(Rows from a pointing dataset)
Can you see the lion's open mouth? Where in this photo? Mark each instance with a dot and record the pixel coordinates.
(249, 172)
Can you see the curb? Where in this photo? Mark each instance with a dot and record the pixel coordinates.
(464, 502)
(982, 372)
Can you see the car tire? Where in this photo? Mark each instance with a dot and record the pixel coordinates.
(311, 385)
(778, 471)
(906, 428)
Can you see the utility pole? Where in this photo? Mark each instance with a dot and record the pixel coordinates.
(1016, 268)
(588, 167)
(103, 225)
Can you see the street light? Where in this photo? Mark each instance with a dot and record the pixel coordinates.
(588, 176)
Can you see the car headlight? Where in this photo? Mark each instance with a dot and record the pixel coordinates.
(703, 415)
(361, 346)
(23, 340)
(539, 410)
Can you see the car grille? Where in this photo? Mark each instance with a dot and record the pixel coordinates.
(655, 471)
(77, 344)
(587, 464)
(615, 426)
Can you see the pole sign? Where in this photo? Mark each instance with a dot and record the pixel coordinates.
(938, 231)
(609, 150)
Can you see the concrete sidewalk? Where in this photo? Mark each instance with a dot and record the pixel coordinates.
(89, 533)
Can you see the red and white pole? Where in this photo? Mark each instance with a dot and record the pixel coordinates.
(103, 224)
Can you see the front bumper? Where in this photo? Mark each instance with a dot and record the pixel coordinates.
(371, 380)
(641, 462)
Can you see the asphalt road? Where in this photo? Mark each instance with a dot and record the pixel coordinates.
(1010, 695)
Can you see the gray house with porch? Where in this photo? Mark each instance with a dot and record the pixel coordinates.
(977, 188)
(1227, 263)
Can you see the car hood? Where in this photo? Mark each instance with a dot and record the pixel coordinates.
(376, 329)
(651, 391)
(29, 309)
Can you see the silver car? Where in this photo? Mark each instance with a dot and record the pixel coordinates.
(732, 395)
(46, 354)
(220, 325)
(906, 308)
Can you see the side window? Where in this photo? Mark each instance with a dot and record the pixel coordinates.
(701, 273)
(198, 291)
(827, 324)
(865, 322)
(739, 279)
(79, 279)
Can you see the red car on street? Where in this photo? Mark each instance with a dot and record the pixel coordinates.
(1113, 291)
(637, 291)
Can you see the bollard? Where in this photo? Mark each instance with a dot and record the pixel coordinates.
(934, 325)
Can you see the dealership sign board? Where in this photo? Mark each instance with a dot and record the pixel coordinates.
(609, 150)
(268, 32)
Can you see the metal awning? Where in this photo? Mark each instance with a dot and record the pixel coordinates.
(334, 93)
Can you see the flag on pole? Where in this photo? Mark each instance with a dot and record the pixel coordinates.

*YOUR GOAL*
Restate the whole listing exactly, leaving out nothing.

*EXERCISE SOLUTION*
Can you see the lion's open mouth? Where in this photo? Mark each instance with a dot and record the pixel coordinates.
(249, 172)
Can you see the curb? Where in this photo? Mark each instance with a dot and record the pixel coordinates.
(464, 502)
(982, 372)
Can you see the car tire? Where in this photo? Mark each instance with a dot and record the pixel coordinates.
(311, 385)
(778, 471)
(906, 428)
Can you see the utility pole? Where in this photo? Mark each instance with a dot and record the pixel coordinates.
(1016, 268)
(588, 167)
(103, 225)
Can you see the street light? Where in this photo? Mark each instance with a dot and record the pixel coordinates.
(588, 176)
Can you see the car headlight? Where in this photo? Mark each instance with a dot and record the pixel coordinates.
(703, 415)
(361, 346)
(23, 340)
(539, 410)
Can you see the car grille? Where in this photo? Mark each instance with a dot and record the pixel coordinates.
(655, 471)
(77, 344)
(587, 464)
(615, 426)
Can you see the pole sign? Where in this photo? Mark each instance with a dot and record the pixel coordinates.
(938, 231)
(609, 150)
Can you see the concrete sidewalk? Where in this photo? Mark each instance with a dot and record the pixel coordinates.
(89, 533)
Can you see the red and white pole? Where in this photo? Mark each instance with a dot and record the pixel coordinates.
(103, 224)
Can you see the front bumper? Where in this photo? Mark each instance with a dot and record the pixel coordinates.
(371, 380)
(641, 462)
Can you see the asphalt road? Where in this photo? Mark each instance with a dot and record the pixel coordinates.
(1010, 695)
Can you see the gray house with porch? Where in this photo? Mark each instance with a dot and record the pixel coordinates.
(977, 188)
(1227, 263)
Can you see the car hood? Where in this photo? Mark each instance with a dot and record the pixel coordinates.
(376, 329)
(651, 391)
(29, 309)
Can you see the silver car? Where in this photo? Mark each instance with a dot and record the pixel coordinates.
(732, 395)
(46, 354)
(220, 325)
(906, 308)
Can you see the side window? Where in this photo? Mark each instance with a dot and record the pixel coordinates.
(701, 273)
(198, 291)
(827, 324)
(865, 322)
(739, 279)
(79, 279)
Can you see the red car on street? Where in this photo? Mark each instance with a dot and record the pixel coordinates.
(1113, 291)
(637, 291)
Can you see the bollard? Where in this photo? Mark each instance with a dot and record the pixel coordinates.
(934, 325)
Can you see the dealership sign board? Where in this photo? Mark each instance with a dot and record the pixel coordinates.
(609, 150)
(268, 32)
Can you see the metal awning? Where in this photo? Mark each instance with a dot and record the pixel coordinates.
(334, 93)
Can you see the flag on pole? Where in this photo? Mark each instance with a dot and record the pixel coordinates.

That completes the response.